§ **ИСХОДНЫЙ ТЕКСТ**:
════════════════════
Е.Б. Ляйрих
КУЛЬТУРНОЕ ПРОСТРАНСТВО РОССИИ XIX СТОЛЕТИЯ В АВТОБИОГРАФИЧЕСКИХ РОМАНАХ «ЖИЗНЬ АРСЕНЬЕВА»
И.А. БУНИНА И «ЛЕТО ГОСПОДНЕ» И.С. ШМЕЛЁВА
Обозначена проблема изображения и воплощения образного пространства русской культуры второй половины XIX в. в автобиографических романах И. А. Бунина «Жизнь Арсеньева» и И.С. Шмелёва «Лето Господне». Воплощение русских духовных, материальных ценностей, родовой памяти народа, православной культуры и мировоззрения, своеобразие хронотопа произведений, их художественная ценность - круг вопросов, затрагиваемых в исследовании.
Ключевые слова: культура; пространство; автобиографический роман; православие.
════════════════════
§ **ДАННЫЕ**:
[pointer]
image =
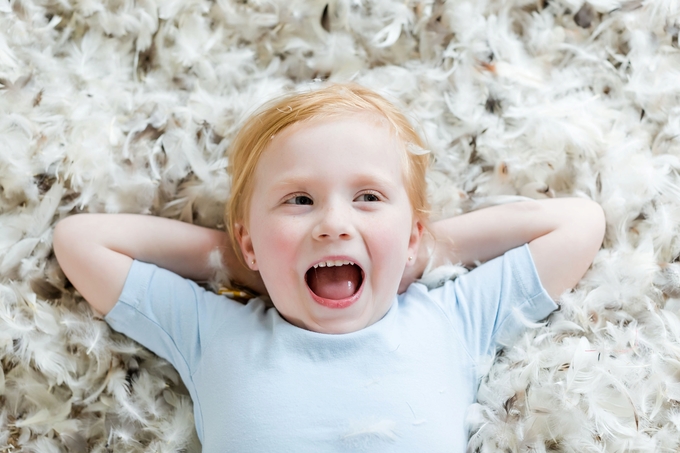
════════════════════
Какие два автобиографических романа рассматриваются в исходном тексте?

«Жизнь Арсеньева» И.А. Бунина и «Лето Господне» И.С. Шмелёва.